Collections of V-A Surrogate objects are stored in Fedora Repositories. A Repository provides a management layer for Digital Objects. Repositories should be implemented as secured servers, so that they can enter into trusted relationships with source content servers. Figure 2 shows a collection of V-A Surrogates, each playing a different role. These roles -- the Booster, Guard, Caretaker, and Auditor -- represent the different functions that V-A Surrogates can fulfill. These functional abstractions are described in the next section.

Figure 2: V-A Surrogate Repository establishes a virtual control zone

4. Roles of Value-Added Surrogates

Value-Added Surrogates can address different functions, including behavior augmentation, access control, preservation, and auditing. We have created a set of abstractions that essentialize the roles surrogates can play in adding value to distributed content. These roles are not exhaustive, nor are they mutually exclusive. Any particular V-A Surrogate could exhibit aspects of one or more roles. Nevertheless, these basic abstractions help clarify the purpose(s) of particular surrogates in digital library implementations.

Booster (behavior-augmented surrogate)

A Booster surrogate is used to add or extend behavior for content aggregations. Also known as a behavior-augmented surrogate, it "boosts" the functionality of the base content to which the surrogate refers. Booster surrogates can be used to deliver new presentations of existing content, to provide integrated views of formerly unrelated content, or to create complex objects with new capabilities. Although all types of V-A Surrogates augment functionality in some manner, the Booster abstraction is used to distinguish functionality that improves access-oriented behaviors of content. As such, this new functionality will provide visible results to end-users.

A simple example of augmenting the behavior of content is providing on-the-fly conversion of images that are aggregated to form a journal article. A more complex example is a Booster surrogate that delivers multimedia views of lecture content. The basic underlying content of the lecture -- a digitized video and a set of related slides -- can be brought to life by adding behaviors to provide synchronized disseminations of the two content sources (e.g., the right slides with the right video segments), and ability to locate relevant segments using keyword searching. In section 5, we describe Booster surrogates that apply dynamic reference linking behavior to documents from multiple sources.

Guard (policy-augmented surrogate)

Another variation of the V-A Surrogate is the Guard, also known as a policy-augmented surrogate. Guard surrogates enable the enforcement of fine-grained access control policies customized to meet content-specific requirements. Like all V-A Surrogates, the Guard aggregates references to distributed content and associates a set of behaviors with the aggregation. In addition, it associates a security policy and an enforcement mechanism with the content to restrict access via the defined object behaviors.

Access control mechanisms in digital libraries must be scalable, flexible, and extensible accommodating a wide range of objects and usage scenarios. Standard operating system based access controls do not provide the basis for highly expressive policy enforcement because they support a relatively fixed set of abstractions (e.g., files, nodes) and actions (e.g., reading, writing, etc.).

Aim 1: Quote the passage on Value-Added Surrogates, starting with "4. Roles of" and going on through "Booster (behavior-augmented surrogate)".

The input:
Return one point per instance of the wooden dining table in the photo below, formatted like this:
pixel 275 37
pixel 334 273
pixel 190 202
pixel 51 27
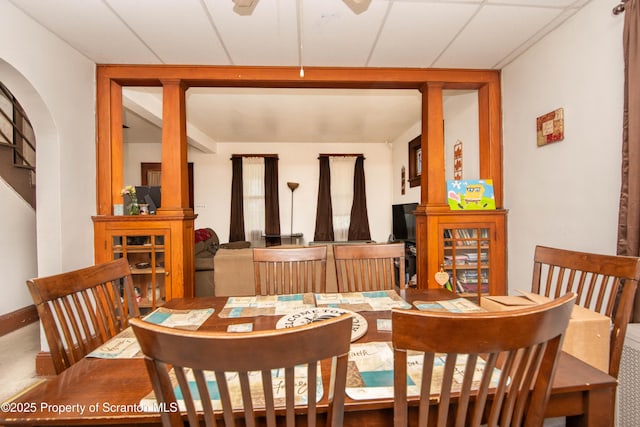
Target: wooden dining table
pixel 97 391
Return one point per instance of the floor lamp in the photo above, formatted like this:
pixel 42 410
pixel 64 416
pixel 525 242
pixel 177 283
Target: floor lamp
pixel 292 186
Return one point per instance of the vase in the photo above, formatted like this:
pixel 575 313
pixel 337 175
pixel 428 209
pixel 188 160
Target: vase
pixel 134 208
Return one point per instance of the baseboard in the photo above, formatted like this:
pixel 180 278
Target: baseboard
pixel 44 364
pixel 17 319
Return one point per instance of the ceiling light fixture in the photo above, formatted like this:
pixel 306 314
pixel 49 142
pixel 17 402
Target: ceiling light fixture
pixel 244 7
pixel 358 6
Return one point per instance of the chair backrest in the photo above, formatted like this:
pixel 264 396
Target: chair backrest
pixel 290 270
pixel 479 367
pixel 369 267
pixel 243 366
pixel 84 308
pixel 603 283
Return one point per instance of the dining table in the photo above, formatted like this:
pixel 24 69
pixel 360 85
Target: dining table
pixel 108 391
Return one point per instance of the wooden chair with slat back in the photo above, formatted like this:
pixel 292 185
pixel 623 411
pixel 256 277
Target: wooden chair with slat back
pixel 290 270
pixel 476 370
pixel 233 359
pixel 370 267
pixel 82 309
pixel 603 283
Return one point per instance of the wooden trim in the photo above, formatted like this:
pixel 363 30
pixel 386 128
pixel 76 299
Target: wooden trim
pixel 44 364
pixel 17 319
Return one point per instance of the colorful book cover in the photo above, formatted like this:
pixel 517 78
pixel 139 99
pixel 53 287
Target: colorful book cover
pixel 471 194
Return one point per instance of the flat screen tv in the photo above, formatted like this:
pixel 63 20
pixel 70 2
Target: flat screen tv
pixel 149 195
pixel 404 221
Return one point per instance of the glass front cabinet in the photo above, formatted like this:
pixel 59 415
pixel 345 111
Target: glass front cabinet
pixel 158 273
pixel 471 250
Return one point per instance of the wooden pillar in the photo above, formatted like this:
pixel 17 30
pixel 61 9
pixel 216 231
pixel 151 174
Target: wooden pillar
pixel 432 181
pixel 175 184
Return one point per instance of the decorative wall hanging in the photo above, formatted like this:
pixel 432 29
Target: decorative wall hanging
pixel 415 161
pixel 457 160
pixel 550 127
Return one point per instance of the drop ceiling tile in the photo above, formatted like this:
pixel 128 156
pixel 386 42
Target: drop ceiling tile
pixel 493 34
pixel 539 3
pixel 178 32
pixel 266 37
pixel 335 36
pixel 415 33
pixel 90 27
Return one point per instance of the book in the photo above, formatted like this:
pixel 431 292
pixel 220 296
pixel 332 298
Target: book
pixel 471 194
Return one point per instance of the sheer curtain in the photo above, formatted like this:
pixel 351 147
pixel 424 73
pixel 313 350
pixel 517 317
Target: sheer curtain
pixel 342 169
pixel 253 198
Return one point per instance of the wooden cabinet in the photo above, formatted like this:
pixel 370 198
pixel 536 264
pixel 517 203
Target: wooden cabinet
pixel 158 269
pixel 470 247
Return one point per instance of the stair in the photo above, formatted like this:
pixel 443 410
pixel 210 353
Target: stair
pixel 17 147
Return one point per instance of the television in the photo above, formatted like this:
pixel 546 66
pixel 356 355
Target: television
pixel 149 195
pixel 404 222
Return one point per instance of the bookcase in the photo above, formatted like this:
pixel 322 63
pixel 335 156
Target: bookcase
pixel 471 250
pixel 146 241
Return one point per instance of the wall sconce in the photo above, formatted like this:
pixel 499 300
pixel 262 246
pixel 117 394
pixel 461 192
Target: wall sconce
pixel 358 6
pixel 244 7
pixel 292 186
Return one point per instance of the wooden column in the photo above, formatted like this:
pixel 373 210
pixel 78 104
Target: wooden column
pixel 175 183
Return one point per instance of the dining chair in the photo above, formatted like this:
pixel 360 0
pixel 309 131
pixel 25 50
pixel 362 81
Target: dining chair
pixel 369 267
pixel 290 270
pixel 243 366
pixel 483 368
pixel 603 283
pixel 84 308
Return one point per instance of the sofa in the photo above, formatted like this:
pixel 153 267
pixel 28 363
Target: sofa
pixel 206 246
pixel 234 276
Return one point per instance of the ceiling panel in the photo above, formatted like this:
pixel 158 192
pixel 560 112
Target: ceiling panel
pixel 493 34
pixel 416 33
pixel 91 28
pixel 269 36
pixel 190 39
pixel 335 36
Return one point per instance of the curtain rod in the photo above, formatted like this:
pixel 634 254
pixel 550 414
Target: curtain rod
pixel 619 8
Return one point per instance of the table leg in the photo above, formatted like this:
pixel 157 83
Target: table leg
pixel 599 410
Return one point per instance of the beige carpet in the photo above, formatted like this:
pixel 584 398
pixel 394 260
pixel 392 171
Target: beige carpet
pixel 18 352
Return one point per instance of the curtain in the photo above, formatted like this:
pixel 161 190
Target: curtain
pixel 271 199
pixel 629 214
pixel 253 198
pixel 341 194
pixel 359 221
pixel 324 211
pixel 236 224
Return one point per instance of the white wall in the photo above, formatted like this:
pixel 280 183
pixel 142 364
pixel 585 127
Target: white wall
pixel 298 163
pixel 564 194
pixel 55 85
pixel 18 231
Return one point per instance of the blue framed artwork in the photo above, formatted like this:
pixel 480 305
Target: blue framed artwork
pixel 470 194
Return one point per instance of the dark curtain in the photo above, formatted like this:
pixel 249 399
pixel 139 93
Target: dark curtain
pixel 236 226
pixel 359 221
pixel 271 199
pixel 324 213
pixel 629 214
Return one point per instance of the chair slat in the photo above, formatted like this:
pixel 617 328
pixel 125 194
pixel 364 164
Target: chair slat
pixel 603 283
pixel 290 270
pixel 369 267
pixel 222 353
pixel 513 394
pixel 81 309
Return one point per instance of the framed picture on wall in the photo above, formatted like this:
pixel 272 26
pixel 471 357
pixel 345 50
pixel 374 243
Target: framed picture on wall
pixel 415 161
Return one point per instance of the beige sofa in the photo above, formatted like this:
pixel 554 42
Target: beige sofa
pixel 233 273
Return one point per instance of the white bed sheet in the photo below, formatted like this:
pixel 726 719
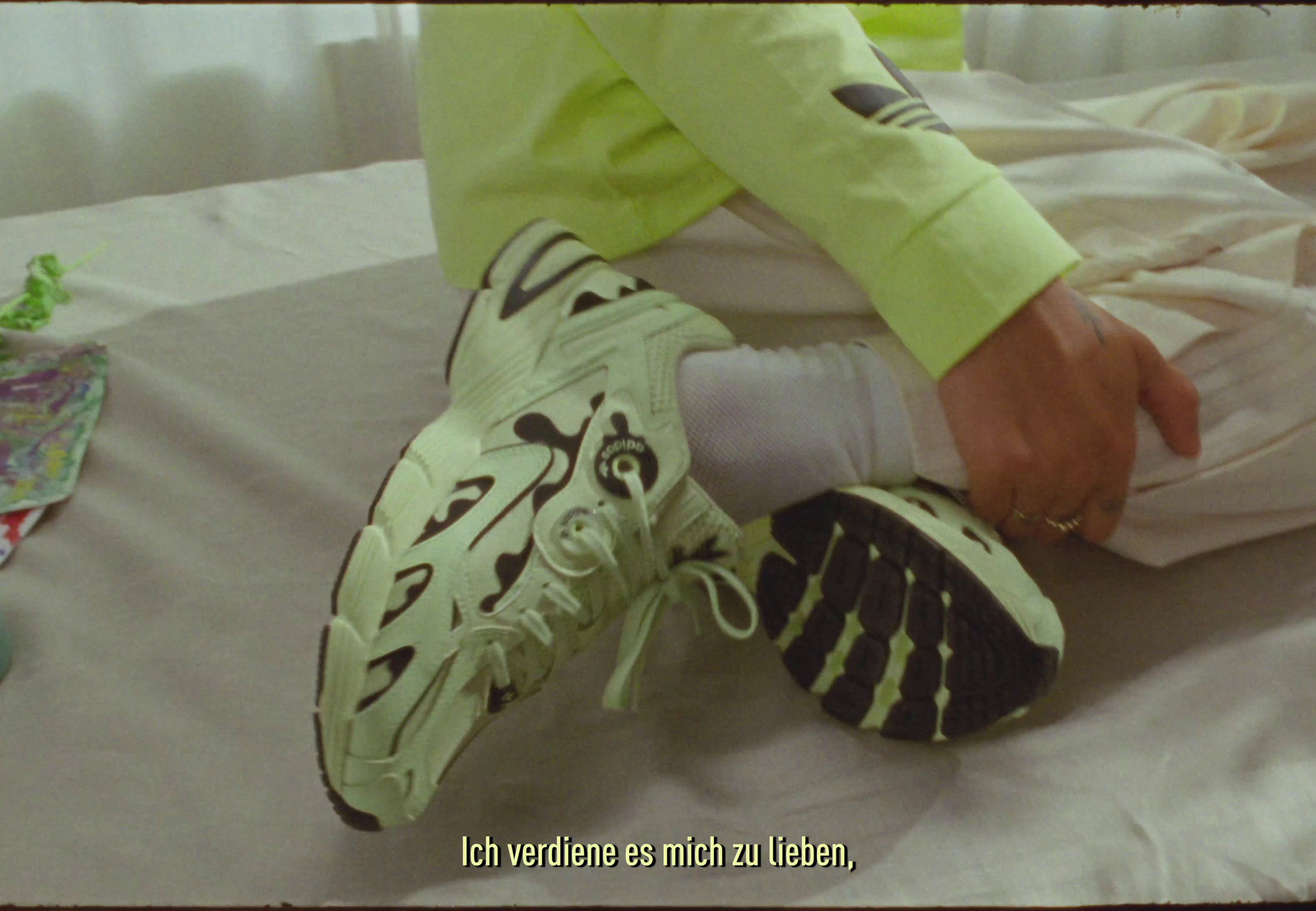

Aim 2: From the rows, print the lines starting with the line with "Return one point per instance of the table" and going on through the line with "pixel 18 231", both included.

Full solution 1:
4. Roles of Value-Added Surrogates

Value-Added Surrogates can address different functions, including behavior augmentation, access control, preservation, and auditing. We have created a set of abstractions that essentialize the roles surrogates can play in adding value to distributed content. These roles are not exhaustive, nor are they mutually exclusive. Any particular V-A Surrogate could exhibit aspects of one or more roles. Nevertheless, these basic abstractions help clarify the purpose(s) of particular surrogates in digital library implementations.

Booster (behavior-augmented surrogate)

Full solution 2:
Return one point per instance of the table leg in the photo above, formatted like this:
pixel 157 83
Target: table leg
pixel 599 410
Return one point per instance of the beige carpet in the photo above, formatted like this:
pixel 584 398
pixel 394 260
pixel 392 171
Target: beige carpet
pixel 18 352
Return one point per instance of the curtain in the photo above, formatted like this:
pixel 161 190
Target: curtain
pixel 271 199
pixel 629 214
pixel 253 198
pixel 341 194
pixel 359 221
pixel 324 211
pixel 236 224
Return one point per instance of the white wall in the photo above, formatted like this:
pixel 280 183
pixel 142 364
pixel 585 127
Target: white wall
pixel 298 163
pixel 564 194
pixel 55 85
pixel 18 231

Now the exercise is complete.